(Point-based annotation data)
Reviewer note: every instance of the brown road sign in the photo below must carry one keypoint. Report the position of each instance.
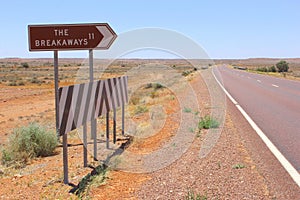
(70, 36)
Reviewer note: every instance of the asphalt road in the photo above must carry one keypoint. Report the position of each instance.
(272, 103)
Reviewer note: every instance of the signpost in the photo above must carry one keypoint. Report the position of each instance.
(70, 37)
(58, 37)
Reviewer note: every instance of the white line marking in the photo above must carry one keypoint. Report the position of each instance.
(283, 161)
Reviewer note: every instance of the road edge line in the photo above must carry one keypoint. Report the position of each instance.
(283, 161)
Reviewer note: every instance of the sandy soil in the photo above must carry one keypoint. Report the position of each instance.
(213, 176)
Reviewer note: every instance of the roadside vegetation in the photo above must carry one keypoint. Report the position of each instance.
(208, 122)
(26, 143)
(280, 67)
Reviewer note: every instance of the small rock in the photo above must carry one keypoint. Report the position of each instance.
(18, 176)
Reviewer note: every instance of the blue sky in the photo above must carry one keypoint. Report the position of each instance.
(225, 29)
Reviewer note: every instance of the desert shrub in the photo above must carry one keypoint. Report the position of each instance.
(148, 85)
(272, 69)
(282, 66)
(208, 122)
(262, 69)
(158, 86)
(12, 83)
(35, 80)
(134, 100)
(28, 142)
(191, 195)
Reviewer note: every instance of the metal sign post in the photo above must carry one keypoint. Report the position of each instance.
(71, 37)
(65, 138)
(94, 121)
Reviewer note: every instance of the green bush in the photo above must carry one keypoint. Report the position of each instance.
(28, 142)
(272, 69)
(282, 66)
(208, 122)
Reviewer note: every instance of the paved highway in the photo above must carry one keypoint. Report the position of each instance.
(272, 103)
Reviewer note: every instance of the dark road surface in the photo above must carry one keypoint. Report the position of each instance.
(272, 103)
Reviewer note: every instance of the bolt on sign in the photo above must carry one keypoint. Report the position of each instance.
(70, 37)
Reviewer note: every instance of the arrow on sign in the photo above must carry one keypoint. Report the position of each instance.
(70, 37)
(108, 37)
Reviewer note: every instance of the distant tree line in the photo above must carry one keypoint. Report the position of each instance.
(281, 66)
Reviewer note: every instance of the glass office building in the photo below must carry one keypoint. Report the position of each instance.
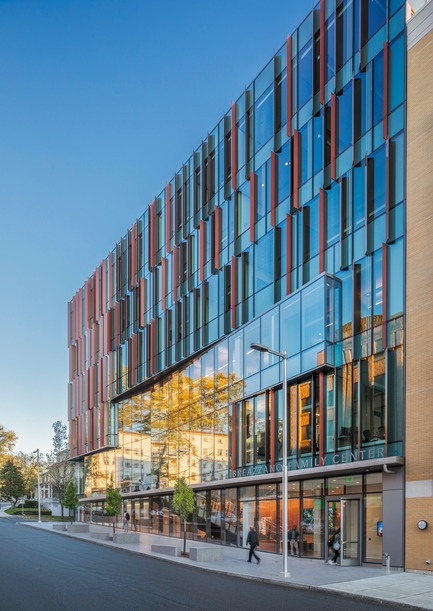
(285, 227)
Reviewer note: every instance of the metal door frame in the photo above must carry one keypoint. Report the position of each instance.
(346, 497)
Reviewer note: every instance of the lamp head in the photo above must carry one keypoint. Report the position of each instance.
(259, 347)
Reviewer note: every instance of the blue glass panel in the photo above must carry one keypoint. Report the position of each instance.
(358, 195)
(317, 144)
(396, 120)
(397, 55)
(306, 156)
(376, 15)
(330, 47)
(394, 5)
(377, 284)
(397, 23)
(251, 357)
(305, 74)
(356, 28)
(282, 93)
(290, 327)
(284, 172)
(313, 323)
(396, 220)
(395, 279)
(397, 168)
(264, 118)
(241, 142)
(264, 299)
(345, 30)
(379, 180)
(377, 88)
(345, 118)
(264, 263)
(262, 188)
(359, 244)
(333, 214)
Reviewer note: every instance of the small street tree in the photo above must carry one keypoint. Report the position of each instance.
(7, 442)
(113, 504)
(183, 504)
(60, 471)
(11, 483)
(70, 500)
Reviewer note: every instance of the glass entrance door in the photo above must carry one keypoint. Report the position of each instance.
(344, 518)
(350, 528)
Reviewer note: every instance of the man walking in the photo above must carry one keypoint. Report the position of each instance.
(253, 542)
(293, 540)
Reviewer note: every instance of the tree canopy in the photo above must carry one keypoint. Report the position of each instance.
(7, 442)
(70, 499)
(113, 503)
(11, 483)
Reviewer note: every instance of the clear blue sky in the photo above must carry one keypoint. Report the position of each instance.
(100, 103)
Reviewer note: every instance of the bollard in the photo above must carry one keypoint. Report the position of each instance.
(387, 562)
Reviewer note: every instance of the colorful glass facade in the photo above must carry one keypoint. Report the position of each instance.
(285, 227)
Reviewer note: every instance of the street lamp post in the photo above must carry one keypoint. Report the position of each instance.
(283, 356)
(39, 486)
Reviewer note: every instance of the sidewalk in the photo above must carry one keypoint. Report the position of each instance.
(406, 590)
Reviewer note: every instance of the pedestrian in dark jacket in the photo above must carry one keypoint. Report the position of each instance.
(253, 542)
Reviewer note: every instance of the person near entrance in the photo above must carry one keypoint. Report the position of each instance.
(253, 542)
(293, 539)
(335, 543)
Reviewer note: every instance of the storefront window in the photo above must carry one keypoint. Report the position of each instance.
(267, 518)
(373, 528)
(312, 528)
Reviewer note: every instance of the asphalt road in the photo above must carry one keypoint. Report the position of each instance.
(42, 571)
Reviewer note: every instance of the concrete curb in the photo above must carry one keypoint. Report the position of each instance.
(185, 562)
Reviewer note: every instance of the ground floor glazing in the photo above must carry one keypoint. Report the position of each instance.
(317, 508)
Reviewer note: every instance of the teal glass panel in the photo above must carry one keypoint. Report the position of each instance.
(284, 173)
(397, 23)
(290, 315)
(345, 118)
(313, 324)
(376, 15)
(378, 88)
(264, 118)
(317, 143)
(395, 279)
(397, 72)
(305, 74)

- TASK STATEMENT:
Skip the pictures and print each record exactly as it stands.

- FINISHED EXERCISE:
Reviewer note: every instance of the brown road sign in the photo below must carry one keypoint. Report the position of each instance.
(70, 36)
Reviewer note: every instance of the asphalt road in the photo above must carry one keypoint. Report the position of each instance.
(272, 103)
Reviewer note: every instance of the signpost in the photo above must carry one keypoint. Report the position of each instance.
(70, 37)
(58, 37)
Reviewer note: every instance of the white line marking in the photo above must carry one keypoint. Report the position of each instance.
(283, 161)
Reviewer note: every instance of the road edge line in the photo above must carry one keypoint. Report the position of each instance.
(283, 161)
Reviewer note: every instance of the sandy soil in the photo above must carry one keypoint. Report the position of each instance.
(213, 176)
Reviewer note: every instance of the roadside vegetation in the photo above must carry one keypoint. Report the position of each instance.
(208, 122)
(26, 143)
(280, 67)
Reviewer note: every instance of the small rock in the photo above must carry one keypoint. Report the position of each instance.
(18, 176)
Reviewer note: every instance of the blue sky in the photo above must carry one keypoint. Report the position of each instance.
(225, 29)
Reviewer note: every instance of the desert shrub in the photo above must carry one keypoint. Report the position of each instance.
(148, 85)
(272, 69)
(282, 66)
(208, 122)
(262, 69)
(158, 86)
(12, 83)
(35, 80)
(134, 100)
(28, 142)
(191, 195)
Reviewer note: every instance of the metal sign post in the photo above must carry one keypoint. Report the position of each instance.
(71, 37)
(65, 138)
(94, 121)
Reviewer note: every instance of the green bush in the photo above must carry one keypoint. Report the position of each instance.
(28, 142)
(272, 69)
(282, 66)
(208, 122)
Reviewer note: every instance of the paved highway in the photo above must carry one keypoint. Report the position of each instance.
(272, 103)
Reviewer note: every instance of the dark road surface in the photo above must carry one keypoint. Report the position of each instance.
(272, 103)
Reviewer note: every instance of the bolt on sign in the photo above must carry one keypoint. Report the position of each instance.
(70, 37)
Reviewer note: every instance of the arrow on sign in the photo above must carry one keypoint. Report the position of each instance.
(70, 37)
(108, 37)
Reviewer note: every instance of the distant tree line in the photo above must carry one keypoint. Report the position of each instance.
(281, 66)
Reviewer note: every instance of the glass office building in the photo below must carry one keypoint. Report the position of each instance.
(285, 227)
Reviewer note: every instance of the metal door frame in the photo above must carry one keypoint. Report the position of each instance.
(346, 497)
Reviewer note: every instance of the lamp head in the photo above must carry one keypoint. Report the position of each instance.
(259, 347)
Reviewer note: every instance of the blue glass panel in the photo above must carry one keypoint. Report the position of each instance.
(358, 195)
(317, 144)
(396, 120)
(397, 55)
(306, 156)
(376, 15)
(330, 47)
(394, 5)
(377, 284)
(397, 23)
(251, 357)
(305, 74)
(356, 28)
(282, 93)
(290, 327)
(284, 172)
(313, 323)
(396, 220)
(395, 279)
(397, 168)
(264, 118)
(241, 142)
(264, 299)
(345, 30)
(379, 180)
(377, 88)
(345, 118)
(264, 263)
(262, 188)
(359, 244)
(333, 214)
Reviewer note: every instance of the small street tree in the photo above must carry one keypoint. Report the position of each instance.
(7, 442)
(113, 504)
(183, 504)
(60, 471)
(11, 483)
(70, 500)
Reviewer note: every instance of the glass entrance door in the photo above must carry one keypoint. Report the position of each instance.
(344, 518)
(350, 528)
Reviewer note: every instance of the man walking in the photo above must carry one keypoint. Report the position of each instance.
(253, 542)
(293, 540)
Reviewer note: every instance of the tree canopy in the photo above must carry one keypoint. Report the position of each instance.
(7, 442)
(70, 499)
(113, 503)
(11, 483)
Reviewer note: every instance of the clear blue sky in the photo above must carry one keypoint. Report the position of each instance.
(100, 103)
Reviewer note: every instance of the bollard in the photo above must carry one keypoint. Report the position of each instance.
(387, 562)
Reviewer note: every instance of the colorful glass facade in the photo above must carry one keypoint. Report the position of each instance.
(285, 227)
Reviewer note: every instance of the street lamp post in the photo above must carry one keypoint. Report the position of each instance.
(283, 356)
(39, 486)
Reviewer note: every instance of the sidewalk in the photo above must carry one keypoint. Report the position of each instance.
(406, 590)
Reviewer note: every instance of the pedestrian in dark jacket in the photo above must carry one keypoint. Report the position of each instance.
(253, 542)
Reviewer note: every instance of the person near entrance in the photo above must carry one keypoint. Report the position of each instance.
(253, 542)
(293, 539)
(335, 543)
Reviewer note: every instance of the storefront window in the photo above must carry one keypoint. Report the position of each instance.
(267, 518)
(373, 528)
(312, 528)
Reviewer note: every instance of the asphalt road in the photo above must carry one keypoint. Report the position of each instance.
(42, 571)
Reviewer note: every instance of the concrete curb in the photo above must carry one keypoint. Report the position of each instance.
(185, 562)
Reviewer note: every instance of the ground floor glazing in the photo above must carry one keypoint. Report the position of each instance.
(317, 508)
Reviewer note: every instance of the teal glass panel in the photo above must carry one keypoint. Report the position of each instance.
(284, 173)
(397, 23)
(290, 315)
(345, 118)
(313, 324)
(376, 15)
(378, 88)
(264, 118)
(317, 143)
(395, 279)
(397, 72)
(305, 74)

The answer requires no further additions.